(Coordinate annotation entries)
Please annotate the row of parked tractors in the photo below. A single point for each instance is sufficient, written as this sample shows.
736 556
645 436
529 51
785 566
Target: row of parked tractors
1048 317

• **TASK TO CARRY OUT**
Duplicate every line of the items above without any alteration.

• **OUTPUT OF THE EXERCISE**
Please annotate the row of parked tractors in the photo below. A single point for each instance is sufficient, written as this sample shows.
736 556
645 436
529 51
785 566
Target: row of parked tractors
1048 317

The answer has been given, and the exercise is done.